== Challenge ==
The required output consists solely of the lines from the line containing "Q: For the tree canopy" through the end of the records, copied exactly.

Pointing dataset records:
_ _ _

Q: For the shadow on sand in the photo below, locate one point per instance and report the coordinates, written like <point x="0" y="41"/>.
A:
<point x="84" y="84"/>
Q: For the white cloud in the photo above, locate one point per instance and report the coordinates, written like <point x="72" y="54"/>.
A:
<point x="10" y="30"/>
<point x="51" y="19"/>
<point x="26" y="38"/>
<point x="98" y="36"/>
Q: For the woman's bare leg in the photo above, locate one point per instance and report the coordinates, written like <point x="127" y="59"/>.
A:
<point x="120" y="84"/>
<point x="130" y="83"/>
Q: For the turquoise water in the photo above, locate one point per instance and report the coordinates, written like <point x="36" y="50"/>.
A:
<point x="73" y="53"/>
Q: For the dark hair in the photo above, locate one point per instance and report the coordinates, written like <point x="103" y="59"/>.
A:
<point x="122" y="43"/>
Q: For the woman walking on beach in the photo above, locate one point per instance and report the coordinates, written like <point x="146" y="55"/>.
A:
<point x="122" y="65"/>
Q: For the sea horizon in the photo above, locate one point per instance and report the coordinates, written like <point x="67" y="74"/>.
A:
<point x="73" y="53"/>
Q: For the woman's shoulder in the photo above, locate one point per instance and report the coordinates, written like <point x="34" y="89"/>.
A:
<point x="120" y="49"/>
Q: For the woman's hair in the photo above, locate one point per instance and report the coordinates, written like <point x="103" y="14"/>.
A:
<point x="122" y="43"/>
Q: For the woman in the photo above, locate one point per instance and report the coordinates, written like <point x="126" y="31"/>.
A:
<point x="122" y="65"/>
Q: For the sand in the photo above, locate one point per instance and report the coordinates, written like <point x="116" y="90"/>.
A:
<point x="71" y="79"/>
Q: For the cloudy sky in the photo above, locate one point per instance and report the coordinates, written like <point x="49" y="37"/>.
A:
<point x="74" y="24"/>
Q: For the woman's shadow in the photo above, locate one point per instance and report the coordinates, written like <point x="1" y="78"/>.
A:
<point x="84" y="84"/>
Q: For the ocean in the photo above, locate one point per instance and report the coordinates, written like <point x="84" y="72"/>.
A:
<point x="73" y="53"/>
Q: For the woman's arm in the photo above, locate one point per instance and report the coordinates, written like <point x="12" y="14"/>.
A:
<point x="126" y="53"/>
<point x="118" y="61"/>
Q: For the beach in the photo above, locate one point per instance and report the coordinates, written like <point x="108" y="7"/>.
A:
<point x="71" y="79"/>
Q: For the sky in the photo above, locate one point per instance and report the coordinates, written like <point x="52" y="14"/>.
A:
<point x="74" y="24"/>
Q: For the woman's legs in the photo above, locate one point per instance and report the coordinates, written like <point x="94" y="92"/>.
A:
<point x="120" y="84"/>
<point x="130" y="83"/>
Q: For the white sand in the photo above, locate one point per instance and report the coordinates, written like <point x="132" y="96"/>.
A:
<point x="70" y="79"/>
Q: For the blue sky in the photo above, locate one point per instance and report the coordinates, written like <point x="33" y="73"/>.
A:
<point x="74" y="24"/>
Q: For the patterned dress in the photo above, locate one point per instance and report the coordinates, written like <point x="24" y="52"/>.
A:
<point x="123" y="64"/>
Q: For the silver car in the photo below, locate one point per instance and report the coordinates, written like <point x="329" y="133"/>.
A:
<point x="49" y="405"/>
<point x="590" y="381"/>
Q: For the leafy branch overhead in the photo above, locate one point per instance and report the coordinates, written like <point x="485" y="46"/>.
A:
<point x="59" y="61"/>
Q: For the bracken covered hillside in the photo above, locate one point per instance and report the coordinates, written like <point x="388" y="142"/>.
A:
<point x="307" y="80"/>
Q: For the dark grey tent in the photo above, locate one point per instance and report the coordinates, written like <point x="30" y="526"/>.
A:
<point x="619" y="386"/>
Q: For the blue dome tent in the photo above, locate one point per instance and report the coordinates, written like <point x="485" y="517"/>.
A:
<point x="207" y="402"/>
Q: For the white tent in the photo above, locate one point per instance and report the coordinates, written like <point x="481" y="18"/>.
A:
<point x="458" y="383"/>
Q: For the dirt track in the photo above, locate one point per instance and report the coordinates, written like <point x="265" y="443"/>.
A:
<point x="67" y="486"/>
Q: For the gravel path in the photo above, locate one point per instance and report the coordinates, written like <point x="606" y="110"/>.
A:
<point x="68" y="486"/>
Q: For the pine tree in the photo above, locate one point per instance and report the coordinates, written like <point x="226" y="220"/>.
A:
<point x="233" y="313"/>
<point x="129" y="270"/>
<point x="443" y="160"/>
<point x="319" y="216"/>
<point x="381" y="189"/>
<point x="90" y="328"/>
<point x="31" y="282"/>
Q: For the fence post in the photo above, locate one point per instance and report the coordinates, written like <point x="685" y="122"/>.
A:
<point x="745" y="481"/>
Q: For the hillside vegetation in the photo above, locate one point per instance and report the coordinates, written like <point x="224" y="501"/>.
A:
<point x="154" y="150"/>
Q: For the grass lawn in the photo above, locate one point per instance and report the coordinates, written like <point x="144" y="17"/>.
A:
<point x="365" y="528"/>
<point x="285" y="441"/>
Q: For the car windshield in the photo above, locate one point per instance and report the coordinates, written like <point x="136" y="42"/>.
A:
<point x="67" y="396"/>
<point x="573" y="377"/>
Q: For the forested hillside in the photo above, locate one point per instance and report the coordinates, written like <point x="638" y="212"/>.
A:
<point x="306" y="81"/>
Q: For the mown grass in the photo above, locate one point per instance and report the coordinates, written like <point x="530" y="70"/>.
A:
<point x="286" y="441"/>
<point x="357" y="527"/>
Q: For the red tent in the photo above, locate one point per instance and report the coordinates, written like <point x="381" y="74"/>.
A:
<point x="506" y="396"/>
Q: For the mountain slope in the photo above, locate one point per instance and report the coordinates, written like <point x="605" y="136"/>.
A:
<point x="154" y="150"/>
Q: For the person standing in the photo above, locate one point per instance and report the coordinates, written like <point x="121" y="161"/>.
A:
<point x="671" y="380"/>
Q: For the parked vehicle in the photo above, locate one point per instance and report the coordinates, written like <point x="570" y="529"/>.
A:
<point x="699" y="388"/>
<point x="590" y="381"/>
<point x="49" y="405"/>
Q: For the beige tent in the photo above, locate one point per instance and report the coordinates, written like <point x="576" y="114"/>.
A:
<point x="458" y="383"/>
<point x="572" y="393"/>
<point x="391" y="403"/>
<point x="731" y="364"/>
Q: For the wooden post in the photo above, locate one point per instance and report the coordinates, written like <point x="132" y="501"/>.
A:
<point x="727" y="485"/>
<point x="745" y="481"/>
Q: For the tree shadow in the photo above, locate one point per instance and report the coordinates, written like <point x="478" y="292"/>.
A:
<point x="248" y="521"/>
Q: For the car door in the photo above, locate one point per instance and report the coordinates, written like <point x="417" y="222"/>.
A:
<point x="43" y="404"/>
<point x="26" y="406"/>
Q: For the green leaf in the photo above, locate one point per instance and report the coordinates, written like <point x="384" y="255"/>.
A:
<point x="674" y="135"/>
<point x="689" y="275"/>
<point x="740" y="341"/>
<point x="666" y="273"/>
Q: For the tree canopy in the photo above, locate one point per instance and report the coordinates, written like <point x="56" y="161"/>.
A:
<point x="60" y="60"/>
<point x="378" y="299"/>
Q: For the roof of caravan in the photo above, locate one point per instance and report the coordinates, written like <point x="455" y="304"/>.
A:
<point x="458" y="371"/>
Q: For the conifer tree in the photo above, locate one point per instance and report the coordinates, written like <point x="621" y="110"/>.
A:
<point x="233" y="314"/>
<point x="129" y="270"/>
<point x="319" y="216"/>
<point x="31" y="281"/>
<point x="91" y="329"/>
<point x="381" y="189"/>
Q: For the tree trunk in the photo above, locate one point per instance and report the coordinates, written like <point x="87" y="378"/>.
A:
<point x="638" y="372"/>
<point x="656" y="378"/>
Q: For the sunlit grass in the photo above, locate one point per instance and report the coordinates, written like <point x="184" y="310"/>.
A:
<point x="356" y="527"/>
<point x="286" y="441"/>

_ _ _

== Reply ==
Q: For the tree canopy in the photo above, locate one point per instance and report the coordinates, written like <point x="56" y="161"/>.
A:
<point x="60" y="60"/>
<point x="378" y="299"/>
Q: For the roof of caravan in the photo above, locate one point per instance and report the coordinates, written like <point x="455" y="304"/>.
A:
<point x="458" y="371"/>
Q: For the conifer tree in the photo above, locate one point per instance and report the coordinates, written like <point x="621" y="110"/>.
A:
<point x="233" y="314"/>
<point x="129" y="270"/>
<point x="319" y="216"/>
<point x="31" y="281"/>
<point x="91" y="329"/>
<point x="381" y="189"/>
Q: For the tree trunk in the photo above, locate one point per instance and report the coordinates, written like <point x="87" y="378"/>.
A:
<point x="638" y="372"/>
<point x="656" y="378"/>
Q: For the sunlit grass in the photo above, locate one point per instance and report the coordinates, written like <point x="184" y="310"/>.
A:
<point x="356" y="527"/>
<point x="286" y="441"/>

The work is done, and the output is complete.